### MATERIAL SHOWN
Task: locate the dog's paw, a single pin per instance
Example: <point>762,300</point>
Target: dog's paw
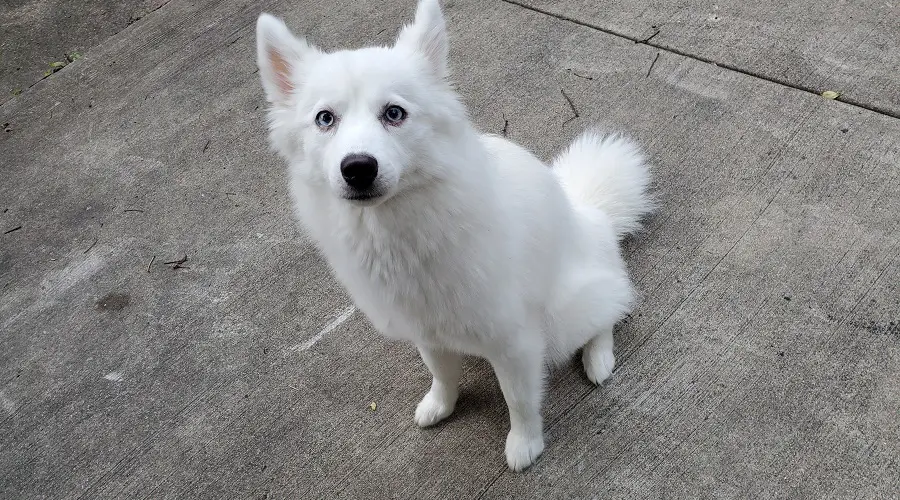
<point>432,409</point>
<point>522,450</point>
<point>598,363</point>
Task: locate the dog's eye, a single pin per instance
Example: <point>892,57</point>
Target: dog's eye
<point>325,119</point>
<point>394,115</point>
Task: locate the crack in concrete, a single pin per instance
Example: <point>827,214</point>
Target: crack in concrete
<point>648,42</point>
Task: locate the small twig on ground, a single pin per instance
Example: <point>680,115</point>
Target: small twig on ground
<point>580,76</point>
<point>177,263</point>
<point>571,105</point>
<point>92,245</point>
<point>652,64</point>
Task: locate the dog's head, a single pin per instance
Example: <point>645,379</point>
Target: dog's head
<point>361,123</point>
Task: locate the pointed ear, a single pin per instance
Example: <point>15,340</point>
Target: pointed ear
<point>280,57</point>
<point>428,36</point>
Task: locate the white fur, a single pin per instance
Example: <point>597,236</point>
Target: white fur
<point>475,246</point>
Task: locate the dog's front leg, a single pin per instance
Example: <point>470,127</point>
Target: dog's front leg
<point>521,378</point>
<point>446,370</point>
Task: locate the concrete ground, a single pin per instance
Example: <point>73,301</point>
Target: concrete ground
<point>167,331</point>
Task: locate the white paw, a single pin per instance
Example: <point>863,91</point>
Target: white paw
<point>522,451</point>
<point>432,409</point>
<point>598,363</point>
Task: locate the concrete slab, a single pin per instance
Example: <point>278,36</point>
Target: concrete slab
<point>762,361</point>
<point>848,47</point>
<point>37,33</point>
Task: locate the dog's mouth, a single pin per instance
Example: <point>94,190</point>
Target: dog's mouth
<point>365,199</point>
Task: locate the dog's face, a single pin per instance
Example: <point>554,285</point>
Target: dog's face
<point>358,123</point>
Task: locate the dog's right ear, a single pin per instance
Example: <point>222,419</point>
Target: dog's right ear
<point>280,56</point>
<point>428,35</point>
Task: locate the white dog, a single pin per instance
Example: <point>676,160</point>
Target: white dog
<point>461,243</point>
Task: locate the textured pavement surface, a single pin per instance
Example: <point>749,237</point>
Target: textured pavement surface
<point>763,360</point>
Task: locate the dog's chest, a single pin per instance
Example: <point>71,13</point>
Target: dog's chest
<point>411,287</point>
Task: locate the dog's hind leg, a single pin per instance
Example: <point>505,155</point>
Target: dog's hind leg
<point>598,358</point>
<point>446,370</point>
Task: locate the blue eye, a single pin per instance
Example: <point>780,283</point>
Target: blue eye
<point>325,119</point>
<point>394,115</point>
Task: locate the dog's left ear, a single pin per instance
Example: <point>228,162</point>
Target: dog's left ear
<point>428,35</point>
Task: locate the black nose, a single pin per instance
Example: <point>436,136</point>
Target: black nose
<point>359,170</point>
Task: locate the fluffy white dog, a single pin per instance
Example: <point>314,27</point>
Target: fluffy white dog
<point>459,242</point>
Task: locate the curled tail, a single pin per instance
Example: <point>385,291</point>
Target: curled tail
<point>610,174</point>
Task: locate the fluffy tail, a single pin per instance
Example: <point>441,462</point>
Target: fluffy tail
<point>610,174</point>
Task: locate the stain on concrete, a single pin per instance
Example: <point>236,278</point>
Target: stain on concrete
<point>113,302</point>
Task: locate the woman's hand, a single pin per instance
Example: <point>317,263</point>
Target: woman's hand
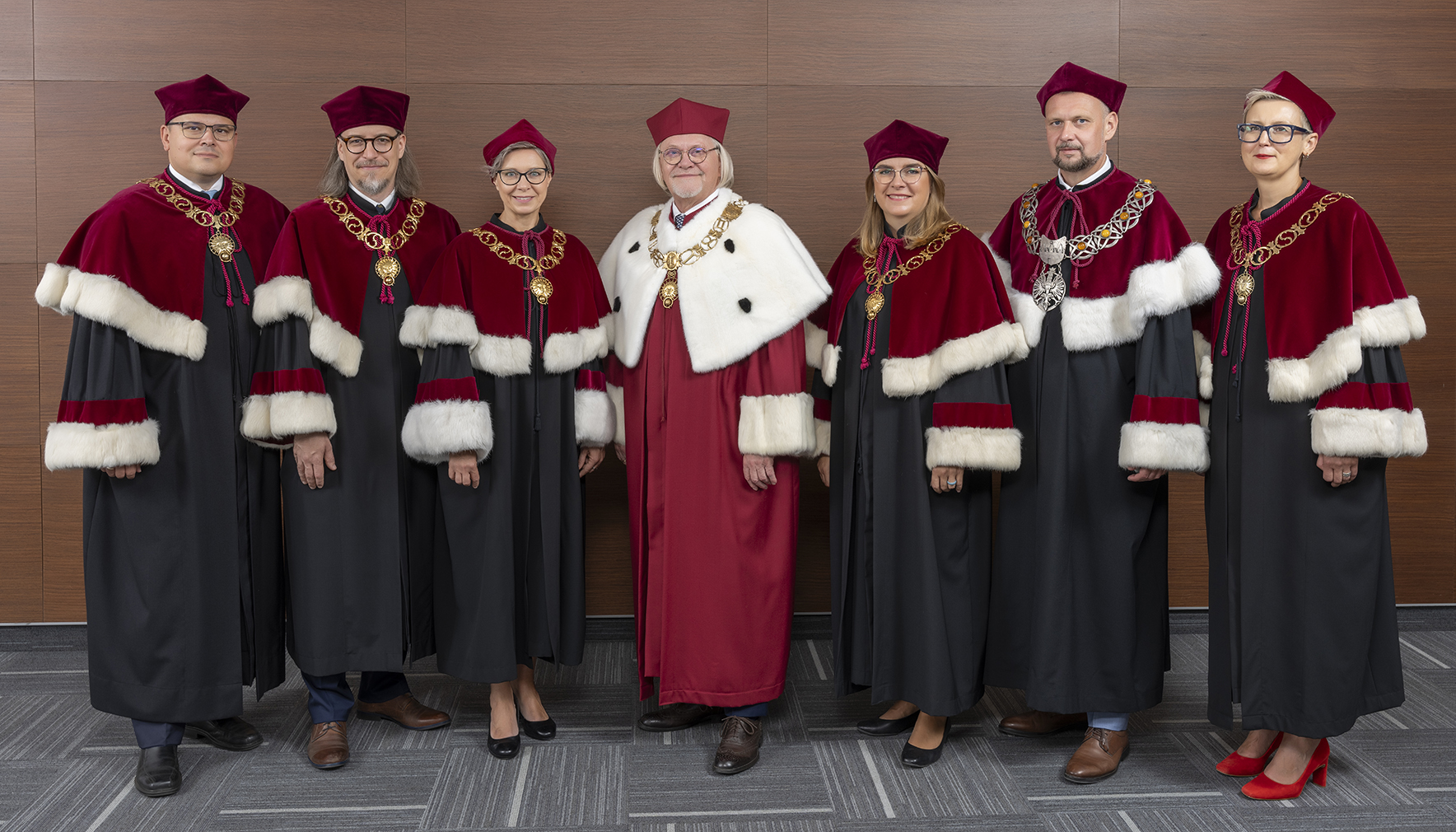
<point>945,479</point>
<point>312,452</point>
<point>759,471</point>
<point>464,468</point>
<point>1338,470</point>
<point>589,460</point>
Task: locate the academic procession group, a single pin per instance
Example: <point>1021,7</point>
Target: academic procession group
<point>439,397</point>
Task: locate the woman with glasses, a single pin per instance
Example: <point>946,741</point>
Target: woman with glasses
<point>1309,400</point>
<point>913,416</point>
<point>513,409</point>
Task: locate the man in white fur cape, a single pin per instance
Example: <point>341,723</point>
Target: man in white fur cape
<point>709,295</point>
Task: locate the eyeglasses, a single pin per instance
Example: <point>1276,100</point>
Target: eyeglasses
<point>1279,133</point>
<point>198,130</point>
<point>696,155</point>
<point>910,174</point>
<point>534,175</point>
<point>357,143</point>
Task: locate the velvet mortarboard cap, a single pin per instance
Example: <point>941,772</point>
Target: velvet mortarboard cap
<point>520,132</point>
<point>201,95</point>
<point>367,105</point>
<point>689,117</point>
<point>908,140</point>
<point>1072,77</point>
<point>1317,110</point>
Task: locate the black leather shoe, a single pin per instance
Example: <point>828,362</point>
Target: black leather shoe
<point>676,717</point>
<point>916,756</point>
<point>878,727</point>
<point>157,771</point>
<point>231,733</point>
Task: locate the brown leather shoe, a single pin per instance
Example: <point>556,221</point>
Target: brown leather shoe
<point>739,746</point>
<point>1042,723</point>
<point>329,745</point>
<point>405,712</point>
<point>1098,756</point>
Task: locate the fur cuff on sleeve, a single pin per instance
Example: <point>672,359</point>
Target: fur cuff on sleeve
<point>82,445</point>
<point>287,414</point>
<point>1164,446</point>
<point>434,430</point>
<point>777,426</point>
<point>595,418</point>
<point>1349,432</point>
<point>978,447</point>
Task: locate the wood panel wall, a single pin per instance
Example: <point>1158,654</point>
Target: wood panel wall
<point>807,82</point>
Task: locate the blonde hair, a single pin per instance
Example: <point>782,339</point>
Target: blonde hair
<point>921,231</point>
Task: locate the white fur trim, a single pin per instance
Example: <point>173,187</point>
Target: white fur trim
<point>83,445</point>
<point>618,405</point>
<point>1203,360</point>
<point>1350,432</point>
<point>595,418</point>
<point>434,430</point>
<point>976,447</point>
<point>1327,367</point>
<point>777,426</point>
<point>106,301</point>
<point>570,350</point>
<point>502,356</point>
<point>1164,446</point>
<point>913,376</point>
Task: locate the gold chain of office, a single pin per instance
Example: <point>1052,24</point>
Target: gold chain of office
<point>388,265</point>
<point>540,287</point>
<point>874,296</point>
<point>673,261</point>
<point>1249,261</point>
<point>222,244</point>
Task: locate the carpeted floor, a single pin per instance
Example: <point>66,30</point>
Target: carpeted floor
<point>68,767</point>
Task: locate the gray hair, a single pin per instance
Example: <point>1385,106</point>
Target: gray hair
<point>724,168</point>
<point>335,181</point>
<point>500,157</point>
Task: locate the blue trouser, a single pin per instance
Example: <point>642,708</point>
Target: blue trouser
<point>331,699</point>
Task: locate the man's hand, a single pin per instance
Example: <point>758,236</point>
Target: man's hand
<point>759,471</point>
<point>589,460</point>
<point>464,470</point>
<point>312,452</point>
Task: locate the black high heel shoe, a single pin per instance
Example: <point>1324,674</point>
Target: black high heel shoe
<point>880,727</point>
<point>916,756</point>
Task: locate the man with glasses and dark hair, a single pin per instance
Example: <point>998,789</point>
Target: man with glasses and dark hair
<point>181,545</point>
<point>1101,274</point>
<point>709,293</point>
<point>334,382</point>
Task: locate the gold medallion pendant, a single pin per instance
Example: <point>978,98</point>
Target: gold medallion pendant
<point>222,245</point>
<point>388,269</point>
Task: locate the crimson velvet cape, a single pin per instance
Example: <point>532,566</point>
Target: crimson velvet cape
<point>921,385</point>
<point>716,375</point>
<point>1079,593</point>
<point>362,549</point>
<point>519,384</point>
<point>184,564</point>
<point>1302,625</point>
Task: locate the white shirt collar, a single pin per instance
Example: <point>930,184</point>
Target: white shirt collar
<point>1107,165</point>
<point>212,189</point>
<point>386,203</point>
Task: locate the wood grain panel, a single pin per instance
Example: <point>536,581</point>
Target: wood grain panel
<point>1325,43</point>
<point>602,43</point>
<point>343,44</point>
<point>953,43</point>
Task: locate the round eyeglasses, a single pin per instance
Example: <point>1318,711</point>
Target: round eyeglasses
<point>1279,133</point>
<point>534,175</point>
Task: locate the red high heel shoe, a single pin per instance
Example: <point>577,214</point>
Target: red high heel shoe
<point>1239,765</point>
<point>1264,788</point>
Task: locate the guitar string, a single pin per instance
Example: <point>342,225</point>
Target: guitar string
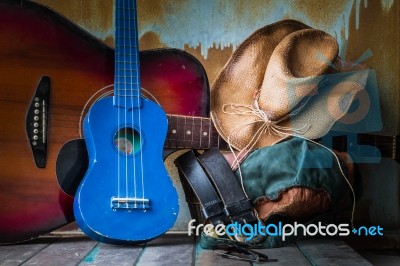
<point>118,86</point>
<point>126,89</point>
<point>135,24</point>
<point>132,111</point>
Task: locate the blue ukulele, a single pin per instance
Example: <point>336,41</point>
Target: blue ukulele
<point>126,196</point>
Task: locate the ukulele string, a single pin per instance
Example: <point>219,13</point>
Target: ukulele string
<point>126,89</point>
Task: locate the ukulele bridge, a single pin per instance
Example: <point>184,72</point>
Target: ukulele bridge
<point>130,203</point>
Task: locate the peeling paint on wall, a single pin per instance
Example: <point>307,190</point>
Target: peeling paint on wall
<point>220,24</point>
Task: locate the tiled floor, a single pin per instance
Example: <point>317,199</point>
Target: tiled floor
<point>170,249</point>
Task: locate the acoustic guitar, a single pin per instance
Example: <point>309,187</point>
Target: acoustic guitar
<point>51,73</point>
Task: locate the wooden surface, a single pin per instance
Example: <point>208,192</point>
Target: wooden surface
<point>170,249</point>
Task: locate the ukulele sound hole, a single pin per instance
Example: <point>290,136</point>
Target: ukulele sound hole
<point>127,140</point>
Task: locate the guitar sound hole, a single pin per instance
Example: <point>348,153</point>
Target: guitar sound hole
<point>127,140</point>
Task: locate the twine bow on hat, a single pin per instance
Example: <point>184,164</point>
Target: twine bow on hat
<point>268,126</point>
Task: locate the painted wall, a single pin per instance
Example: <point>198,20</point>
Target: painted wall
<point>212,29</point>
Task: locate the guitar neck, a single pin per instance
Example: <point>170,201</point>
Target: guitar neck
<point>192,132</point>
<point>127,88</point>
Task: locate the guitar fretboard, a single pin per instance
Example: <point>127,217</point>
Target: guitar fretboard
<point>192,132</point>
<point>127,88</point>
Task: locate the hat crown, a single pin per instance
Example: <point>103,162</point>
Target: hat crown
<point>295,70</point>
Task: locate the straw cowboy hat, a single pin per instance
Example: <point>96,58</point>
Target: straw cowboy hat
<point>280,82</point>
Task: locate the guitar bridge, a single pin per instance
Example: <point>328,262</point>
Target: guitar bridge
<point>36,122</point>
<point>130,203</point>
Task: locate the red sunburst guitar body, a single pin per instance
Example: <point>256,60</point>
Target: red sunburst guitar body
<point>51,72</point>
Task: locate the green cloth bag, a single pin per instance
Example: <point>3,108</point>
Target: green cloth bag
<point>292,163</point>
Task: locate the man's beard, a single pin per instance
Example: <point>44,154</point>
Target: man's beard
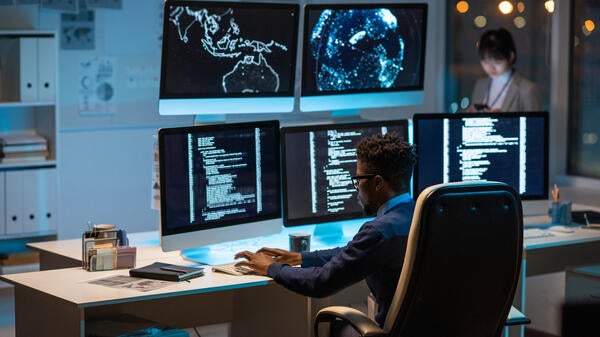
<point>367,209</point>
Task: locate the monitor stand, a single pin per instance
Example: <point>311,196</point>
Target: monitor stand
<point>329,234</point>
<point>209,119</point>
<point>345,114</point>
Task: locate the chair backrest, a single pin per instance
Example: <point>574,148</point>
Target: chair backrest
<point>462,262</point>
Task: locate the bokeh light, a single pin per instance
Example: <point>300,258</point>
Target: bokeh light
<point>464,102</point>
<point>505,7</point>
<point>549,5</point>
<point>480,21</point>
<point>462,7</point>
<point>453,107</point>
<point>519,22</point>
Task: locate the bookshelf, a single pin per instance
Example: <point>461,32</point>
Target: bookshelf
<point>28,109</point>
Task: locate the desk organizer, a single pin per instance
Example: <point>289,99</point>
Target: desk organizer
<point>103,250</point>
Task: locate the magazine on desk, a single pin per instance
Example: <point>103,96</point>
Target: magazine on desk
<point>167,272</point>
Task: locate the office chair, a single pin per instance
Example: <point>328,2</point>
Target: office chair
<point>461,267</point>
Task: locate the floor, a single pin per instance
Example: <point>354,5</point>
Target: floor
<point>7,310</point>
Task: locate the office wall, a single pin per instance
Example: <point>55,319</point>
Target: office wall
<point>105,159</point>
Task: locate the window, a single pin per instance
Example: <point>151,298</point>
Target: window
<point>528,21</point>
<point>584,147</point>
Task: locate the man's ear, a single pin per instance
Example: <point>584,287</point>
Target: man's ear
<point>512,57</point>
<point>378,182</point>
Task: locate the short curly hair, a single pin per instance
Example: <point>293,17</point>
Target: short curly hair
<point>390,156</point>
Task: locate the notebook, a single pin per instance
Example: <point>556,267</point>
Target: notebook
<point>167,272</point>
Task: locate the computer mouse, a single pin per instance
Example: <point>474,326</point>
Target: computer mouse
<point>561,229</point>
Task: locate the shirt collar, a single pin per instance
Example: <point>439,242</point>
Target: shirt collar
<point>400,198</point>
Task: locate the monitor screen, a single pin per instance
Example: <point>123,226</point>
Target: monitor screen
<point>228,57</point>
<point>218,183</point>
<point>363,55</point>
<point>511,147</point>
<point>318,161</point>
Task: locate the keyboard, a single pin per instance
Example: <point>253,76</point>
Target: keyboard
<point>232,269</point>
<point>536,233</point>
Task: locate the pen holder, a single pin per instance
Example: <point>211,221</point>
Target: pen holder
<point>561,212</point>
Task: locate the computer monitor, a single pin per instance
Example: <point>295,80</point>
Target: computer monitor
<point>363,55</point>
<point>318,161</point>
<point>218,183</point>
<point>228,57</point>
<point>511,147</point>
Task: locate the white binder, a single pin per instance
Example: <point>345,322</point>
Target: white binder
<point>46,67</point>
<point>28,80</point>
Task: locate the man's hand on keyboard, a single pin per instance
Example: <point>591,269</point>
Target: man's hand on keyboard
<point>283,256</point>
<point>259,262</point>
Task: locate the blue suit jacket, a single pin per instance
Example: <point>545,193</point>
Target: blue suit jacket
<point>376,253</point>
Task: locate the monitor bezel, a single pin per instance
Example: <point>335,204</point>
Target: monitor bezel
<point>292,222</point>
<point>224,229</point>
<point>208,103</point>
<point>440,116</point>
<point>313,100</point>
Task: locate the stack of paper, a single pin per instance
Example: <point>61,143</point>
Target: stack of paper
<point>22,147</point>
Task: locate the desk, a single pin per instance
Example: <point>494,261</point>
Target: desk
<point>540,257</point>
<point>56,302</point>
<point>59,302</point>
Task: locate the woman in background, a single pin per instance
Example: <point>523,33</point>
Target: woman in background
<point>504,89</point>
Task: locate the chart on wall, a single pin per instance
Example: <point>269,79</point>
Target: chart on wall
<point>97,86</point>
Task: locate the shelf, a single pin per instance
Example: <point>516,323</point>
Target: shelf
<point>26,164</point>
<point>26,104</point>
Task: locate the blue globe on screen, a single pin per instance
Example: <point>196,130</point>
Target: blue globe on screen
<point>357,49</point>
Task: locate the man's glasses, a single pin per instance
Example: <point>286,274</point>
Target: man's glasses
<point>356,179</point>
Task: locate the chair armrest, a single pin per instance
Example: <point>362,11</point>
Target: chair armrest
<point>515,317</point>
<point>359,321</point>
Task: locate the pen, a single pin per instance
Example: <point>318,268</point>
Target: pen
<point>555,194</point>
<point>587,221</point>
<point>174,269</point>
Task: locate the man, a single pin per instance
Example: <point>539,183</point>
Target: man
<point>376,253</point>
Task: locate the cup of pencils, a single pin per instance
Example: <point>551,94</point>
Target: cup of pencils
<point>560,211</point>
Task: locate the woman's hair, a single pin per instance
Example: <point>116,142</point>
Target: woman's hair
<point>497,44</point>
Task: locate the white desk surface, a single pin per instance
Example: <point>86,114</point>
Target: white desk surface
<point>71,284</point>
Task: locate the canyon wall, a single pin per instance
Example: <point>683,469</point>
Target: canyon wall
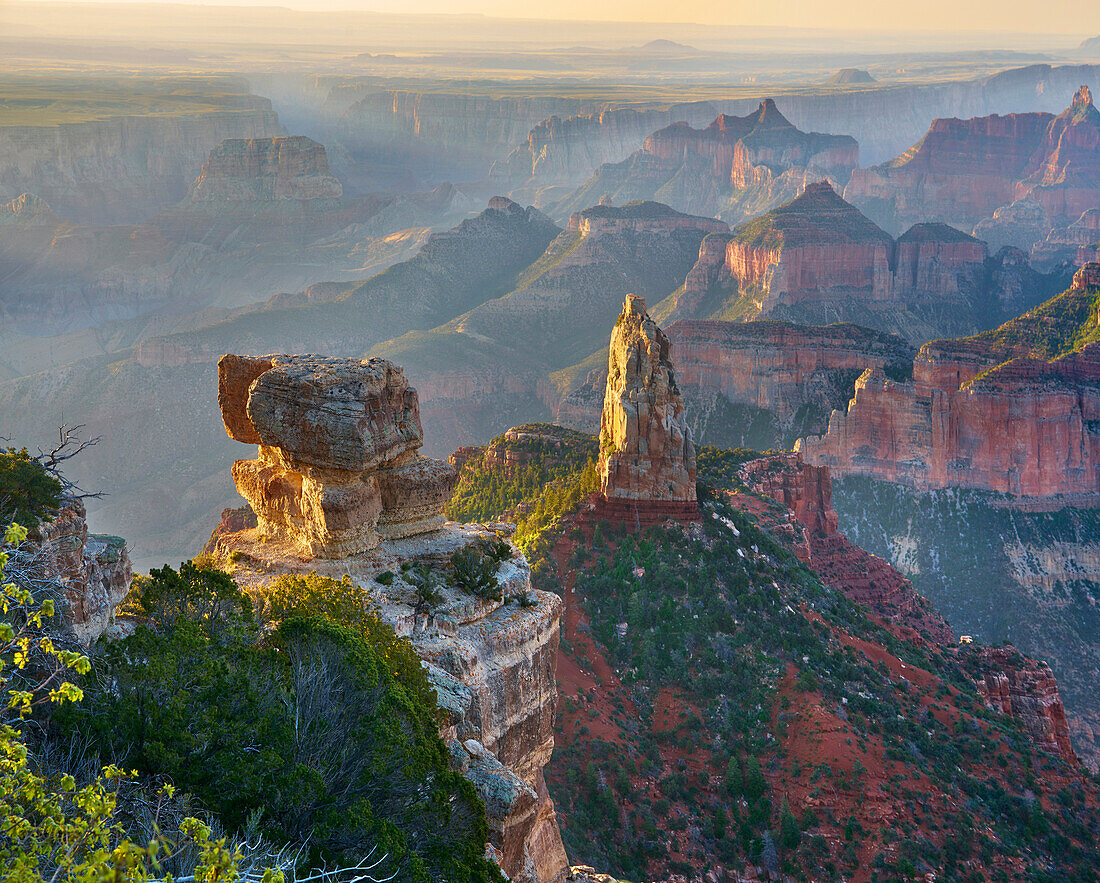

### WHAT YOU ARE ASKED TO DO
Recast the records in the stretch from the line containing "Task: locate the gray" through the line containing "<point>386,203</point>" as a two-column CSV with the headers "prompt" and "reply", one row per record. Put each record's text and its answer in one quoted field each, with line breaks turned into spaces.

### RESULT FOR THIS EXERCISE
prompt,reply
"Task: locate the gray hair, a single pin per instance Example: <point>1385,106</point> Target: gray hair","<point>724,168</point> <point>335,181</point> <point>500,157</point>"
"Task: locate the blue trouser, a single pin per instance Example: <point>642,708</point> Target: blue trouser","<point>331,699</point>"
"Task: locate the man's hand, a single pin per instance Example: <point>758,236</point> Target: man's hand","<point>759,471</point> <point>589,460</point> <point>464,470</point> <point>312,452</point>"
"Task: locate the black high heel shoe, a single pin per instance Example: <point>1324,674</point> Target: black high heel shoe","<point>880,727</point> <point>916,756</point>"
"Task: locate the man with glasses and dark hair, a single pin per instance Example: <point>998,789</point> Target: man with glasses and dark hair","<point>181,545</point> <point>1101,274</point> <point>709,293</point> <point>334,382</point>"
"Task: locate the gold medallion pendant, a single pin per instance Example: <point>978,98</point> Target: gold medallion pendant","<point>222,245</point> <point>388,269</point>"
"Task: locate the crimson velvet cape, a single pin per instance Example: <point>532,566</point> Target: crimson velvet cape","<point>921,385</point> <point>716,375</point> <point>1079,593</point> <point>362,549</point> <point>519,384</point> <point>184,564</point> <point>1302,625</point>"
"Task: locate the white shirt collar, a single pin per instance Example: <point>930,184</point> Target: white shirt collar","<point>1107,165</point> <point>212,189</point> <point>386,203</point>"